[EXERCISE GOAL] Can you restate the records below word for word?

########

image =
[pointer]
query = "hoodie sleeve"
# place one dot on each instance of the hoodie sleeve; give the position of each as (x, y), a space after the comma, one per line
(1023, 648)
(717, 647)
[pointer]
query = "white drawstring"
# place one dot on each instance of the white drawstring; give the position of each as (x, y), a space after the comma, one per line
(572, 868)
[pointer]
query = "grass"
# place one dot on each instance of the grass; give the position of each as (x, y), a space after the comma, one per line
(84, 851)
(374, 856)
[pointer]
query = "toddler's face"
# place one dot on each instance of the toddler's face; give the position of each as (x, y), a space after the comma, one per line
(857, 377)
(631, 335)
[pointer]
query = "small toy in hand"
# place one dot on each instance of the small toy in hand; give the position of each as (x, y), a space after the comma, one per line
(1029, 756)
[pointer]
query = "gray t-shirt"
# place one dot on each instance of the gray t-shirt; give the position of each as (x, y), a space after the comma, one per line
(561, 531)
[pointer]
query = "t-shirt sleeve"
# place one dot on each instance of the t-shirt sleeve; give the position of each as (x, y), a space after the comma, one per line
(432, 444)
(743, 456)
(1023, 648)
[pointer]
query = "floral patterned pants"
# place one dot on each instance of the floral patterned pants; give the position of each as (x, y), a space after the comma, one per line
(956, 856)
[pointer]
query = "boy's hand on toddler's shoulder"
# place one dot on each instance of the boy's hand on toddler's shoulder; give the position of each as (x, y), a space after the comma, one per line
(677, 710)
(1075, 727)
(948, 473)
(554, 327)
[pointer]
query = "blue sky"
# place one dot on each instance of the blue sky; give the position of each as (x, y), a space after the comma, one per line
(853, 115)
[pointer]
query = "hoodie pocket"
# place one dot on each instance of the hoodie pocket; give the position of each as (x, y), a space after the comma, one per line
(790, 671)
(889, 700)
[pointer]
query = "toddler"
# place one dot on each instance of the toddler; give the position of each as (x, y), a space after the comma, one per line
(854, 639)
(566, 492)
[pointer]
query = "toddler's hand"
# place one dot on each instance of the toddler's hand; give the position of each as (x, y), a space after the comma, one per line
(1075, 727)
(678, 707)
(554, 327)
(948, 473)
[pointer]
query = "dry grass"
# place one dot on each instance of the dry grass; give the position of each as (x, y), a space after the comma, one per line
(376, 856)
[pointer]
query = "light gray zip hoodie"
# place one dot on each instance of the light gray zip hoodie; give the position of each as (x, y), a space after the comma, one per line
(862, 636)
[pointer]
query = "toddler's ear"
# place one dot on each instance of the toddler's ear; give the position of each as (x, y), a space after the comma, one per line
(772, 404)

########

[EXERCISE RESPONSE]
image =
[pointer]
query = "hoodie sleeve"
# place one dot on each instance of the hoodie sleeve; give the position of each as (x, y), a space after the comma, one per line
(1023, 648)
(717, 647)
[pointer]
query = "white drawstring"
# place one dot on each instance of the white drawstring; give the position of each as (x, y), a space after the comma, one per line
(572, 868)
[pointer]
query = "grass"
# place one dot on each instance of the grass; give the position of each as (x, y), a space after the comma, one per line
(84, 851)
(374, 856)
[pointer]
query = "toddler's face"
# place one dot on each instance of the toddler's face; give the position of each as (x, y), a space after the comma, one per line
(857, 377)
(631, 335)
[pointer]
query = "small toy in hand"
# place one dot on each instance of the small toy in hand; give the position of each as (x, y), a space after the comma, one per line
(1029, 756)
[pointer]
query = "gray t-shirt"
# place one dot on each instance of the gray t-shirt; give the position of each as (x, y), a space after the comma, one per line
(561, 531)
[pointer]
query = "t-shirt sleeve"
# place one dot on each instance of the t-shirt sleeve; give the position of each as (x, y), a space after the comma, one per line
(432, 444)
(743, 456)
(1023, 648)
[pointer]
query = "floral patterned pants"
# place one dot on each instance of the floral patterned pants; give the position of each as (x, y), a space after the comma, one per line
(956, 856)
[pointer]
query = "boy's hand on toddler's shoulder"
# place one dot on each instance of the boy's hand on toddler's shoulder; give the position of each as (x, y), a space after the comma, one per line
(677, 710)
(1075, 727)
(948, 473)
(554, 327)
[pointer]
query = "blue sky"
# place one dot on each instance of the blue sky; give the position of each as (x, y), a space after the comma, one per line
(853, 115)
[pointer]
query = "hoodie pocket"
# place one dot on each instance of the hoodie pocket; give the position of each as (x, y), a space after the comma, one per line
(790, 671)
(889, 700)
[pointer]
query = "toddler"
# place one dot on each instance of the toddler; give the position of each as (x, y), a space after the comma, one per line
(854, 639)
(566, 492)
[pointer]
query = "toddler's hand"
# place one dot on each instance of the toddler's hand; give the position of each as (x, y), a space after the comma, one per line
(1075, 727)
(678, 707)
(554, 327)
(948, 473)
[pointer]
query = "dry grass"
# place one dot on each instance of the dry grass; give the position of each as (x, y), a space after the comma, one per line
(376, 856)
[pointer]
query = "light gray zip hoodie"
# place one dot on each instance of the light gray zip hoodie; give the position of each as (x, y), a space after the comma, one per line
(862, 636)
[pointer]
query = "toddler's ear"
# place one dot on each instance of the toddler's ear; give the position of each as (x, y), a space after the comma, one per line
(772, 404)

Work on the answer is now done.